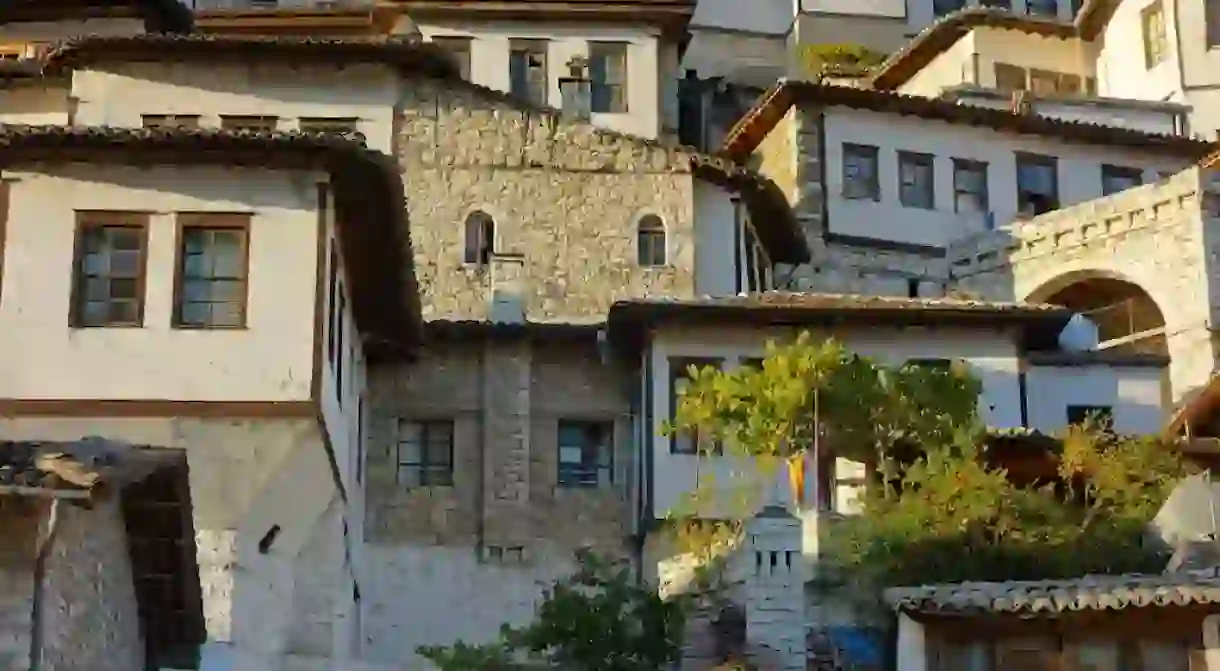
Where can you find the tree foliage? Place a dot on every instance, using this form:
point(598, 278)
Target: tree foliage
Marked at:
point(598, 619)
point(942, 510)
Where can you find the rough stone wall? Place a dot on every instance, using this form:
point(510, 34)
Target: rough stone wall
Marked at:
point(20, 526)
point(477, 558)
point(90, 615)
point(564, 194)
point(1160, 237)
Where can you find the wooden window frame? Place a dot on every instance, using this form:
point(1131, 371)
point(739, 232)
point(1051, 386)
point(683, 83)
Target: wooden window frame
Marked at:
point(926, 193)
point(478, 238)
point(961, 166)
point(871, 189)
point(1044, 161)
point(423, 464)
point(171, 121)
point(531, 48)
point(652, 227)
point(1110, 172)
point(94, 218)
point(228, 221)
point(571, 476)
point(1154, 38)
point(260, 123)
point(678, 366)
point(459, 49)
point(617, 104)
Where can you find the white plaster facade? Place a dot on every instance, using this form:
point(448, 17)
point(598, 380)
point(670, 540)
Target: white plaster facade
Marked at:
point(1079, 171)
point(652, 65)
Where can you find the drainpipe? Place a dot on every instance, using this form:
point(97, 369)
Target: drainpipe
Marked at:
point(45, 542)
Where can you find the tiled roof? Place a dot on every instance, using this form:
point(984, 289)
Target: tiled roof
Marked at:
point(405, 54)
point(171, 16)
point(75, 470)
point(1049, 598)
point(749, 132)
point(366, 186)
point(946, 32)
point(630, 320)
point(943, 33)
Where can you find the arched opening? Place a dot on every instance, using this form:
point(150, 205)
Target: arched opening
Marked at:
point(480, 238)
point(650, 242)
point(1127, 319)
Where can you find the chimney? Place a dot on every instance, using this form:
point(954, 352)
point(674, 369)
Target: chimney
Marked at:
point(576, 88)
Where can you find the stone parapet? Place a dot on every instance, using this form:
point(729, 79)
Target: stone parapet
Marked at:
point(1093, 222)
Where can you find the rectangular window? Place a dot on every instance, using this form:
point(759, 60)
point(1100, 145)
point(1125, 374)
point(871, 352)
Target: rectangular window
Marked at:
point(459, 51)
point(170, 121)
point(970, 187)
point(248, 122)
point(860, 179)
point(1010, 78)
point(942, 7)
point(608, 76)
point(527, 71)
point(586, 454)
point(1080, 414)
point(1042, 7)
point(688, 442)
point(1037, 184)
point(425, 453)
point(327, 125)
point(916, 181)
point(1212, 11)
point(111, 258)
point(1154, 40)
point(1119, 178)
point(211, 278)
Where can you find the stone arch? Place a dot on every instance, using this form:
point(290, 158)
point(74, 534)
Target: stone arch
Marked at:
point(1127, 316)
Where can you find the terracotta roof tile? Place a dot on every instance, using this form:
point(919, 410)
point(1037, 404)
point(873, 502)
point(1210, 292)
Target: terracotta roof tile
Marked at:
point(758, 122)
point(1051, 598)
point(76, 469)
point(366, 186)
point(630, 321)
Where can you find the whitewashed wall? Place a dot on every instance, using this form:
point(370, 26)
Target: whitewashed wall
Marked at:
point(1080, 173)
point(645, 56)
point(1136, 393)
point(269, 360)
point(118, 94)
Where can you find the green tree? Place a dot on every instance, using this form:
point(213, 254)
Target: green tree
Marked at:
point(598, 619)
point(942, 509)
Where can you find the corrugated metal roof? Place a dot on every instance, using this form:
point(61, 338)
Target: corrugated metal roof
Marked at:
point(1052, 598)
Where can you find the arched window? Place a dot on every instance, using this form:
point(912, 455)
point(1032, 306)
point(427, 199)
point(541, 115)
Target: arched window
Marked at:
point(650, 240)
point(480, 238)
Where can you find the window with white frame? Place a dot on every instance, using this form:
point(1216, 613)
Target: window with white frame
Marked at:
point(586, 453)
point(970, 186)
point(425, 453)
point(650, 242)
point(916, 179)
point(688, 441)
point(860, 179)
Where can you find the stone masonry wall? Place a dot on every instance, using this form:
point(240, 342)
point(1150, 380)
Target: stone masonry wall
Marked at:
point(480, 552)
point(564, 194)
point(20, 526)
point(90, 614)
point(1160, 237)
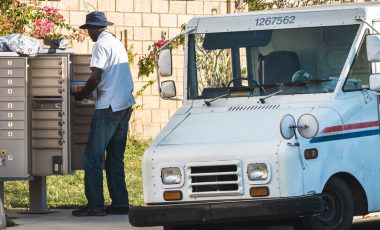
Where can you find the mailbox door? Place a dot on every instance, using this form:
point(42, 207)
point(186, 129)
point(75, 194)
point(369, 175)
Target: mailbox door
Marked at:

- [Exercise instructions]: Rewrite all of the rows above, substituting "Located at" for every occurrence of "Marked at" and changing nothing else. Leave the pictures out.

- [Reply to the task]:
Where can you find the tree foliage? Place a dot on every instance, using this form:
point(598, 278)
Target: tree foliage
Located at:
point(598, 619)
point(942, 510)
Where can you find the rough stone wall? Place a dot on every instance, using this form:
point(510, 34)
Target: rough stone wall
Located at:
point(20, 526)
point(477, 558)
point(90, 615)
point(564, 194)
point(1160, 237)
Where can you find the wooden window frame? Place a dot on every instance, using this form:
point(1131, 371)
point(739, 232)
point(1051, 386)
point(683, 83)
Target: wooden window frame
Located at:
point(926, 193)
point(478, 238)
point(961, 166)
point(871, 189)
point(1044, 161)
point(423, 464)
point(171, 121)
point(531, 48)
point(652, 227)
point(1110, 172)
point(94, 218)
point(228, 221)
point(571, 476)
point(1154, 38)
point(260, 123)
point(678, 366)
point(459, 49)
point(617, 104)
Where can you find the white plaster facade? Place a dot on every instance, using this form:
point(448, 17)
point(598, 380)
point(670, 540)
Target: white plaster facade
Located at:
point(1079, 171)
point(652, 65)
Where can you find the drainpipe? Place a dot on every instance, using this form:
point(97, 369)
Target: drainpipe
Located at:
point(45, 542)
Where can you find the tiled roof? Place a dot on every instance, using this form:
point(984, 289)
Target: tiled roof
Located at:
point(405, 54)
point(171, 16)
point(75, 470)
point(1049, 598)
point(749, 132)
point(366, 186)
point(946, 32)
point(630, 320)
point(943, 33)
Where can you find the arched opening? Place a dot on every instance, using this form:
point(150, 205)
Target: arched opening
Located at:
point(480, 238)
point(650, 242)
point(1127, 319)
Where can you find the chimney? Place a dot on every instance, using this form:
point(954, 352)
point(674, 369)
Target: chimney
Located at:
point(576, 88)
Where can you find the stone parapet? Place a dot on every instance, using this form:
point(729, 79)
Target: stone parapet
Located at:
point(1093, 222)
Where can you find the rectangular window? Place a dot on every instance, using this form:
point(759, 60)
point(1100, 145)
point(1125, 374)
point(871, 352)
Target: rectangular window
Located at:
point(459, 51)
point(170, 121)
point(970, 187)
point(248, 122)
point(860, 179)
point(1010, 78)
point(942, 7)
point(608, 76)
point(527, 71)
point(586, 454)
point(1080, 414)
point(1042, 7)
point(688, 442)
point(1037, 184)
point(425, 453)
point(327, 125)
point(916, 181)
point(1212, 11)
point(111, 258)
point(1154, 40)
point(1119, 178)
point(211, 278)
Where can you find the stone arch? Place a dot on every instance, using this form:
point(290, 158)
point(74, 534)
Target: stone arch
Located at:
point(1127, 316)
Where can you find the terracotta roof tile? Place a dot on every instance, using this form:
point(919, 410)
point(1037, 404)
point(873, 502)
point(1210, 292)
Target: terracotta roof tile
Located at:
point(758, 122)
point(1051, 598)
point(76, 469)
point(366, 186)
point(630, 321)
Where can you find the whitewashed wall? Place a dot on every instance, using this form:
point(370, 26)
Target: whitewashed wall
Located at:
point(1080, 173)
point(645, 56)
point(1136, 393)
point(269, 360)
point(118, 94)
Where can you find the green tree? Place a dot on every instance, using this form:
point(213, 254)
Target: green tree
Located at:
point(598, 619)
point(942, 509)
Where can you find the corrugated metal roof? Place a dot on every instance, using this form:
point(61, 338)
Target: corrugated metal roof
Located at:
point(1052, 598)
Where can you find the arched window? Place a dot on every instance, using this form:
point(912, 455)
point(1032, 306)
point(427, 199)
point(541, 115)
Target: arched window
Located at:
point(650, 240)
point(480, 238)
Where can you find the window with white frame? Place a dot on every instance, using this form:
point(1216, 613)
Target: window with white frame
Located at:
point(586, 453)
point(970, 186)
point(425, 453)
point(650, 242)
point(916, 179)
point(688, 441)
point(860, 179)
Where can you find the stone masonry wall? Place a dot on every instance, using this form:
point(240, 342)
point(1150, 380)
Target: stone masonry wall
Located at:
point(480, 552)
point(564, 194)
point(20, 526)
point(90, 614)
point(1160, 237)
Where can you find the mailbox door? Place a dot on every instance, using this form:
point(42, 207)
point(186, 129)
point(75, 194)
point(369, 175)
Target: mailbox door
Located at:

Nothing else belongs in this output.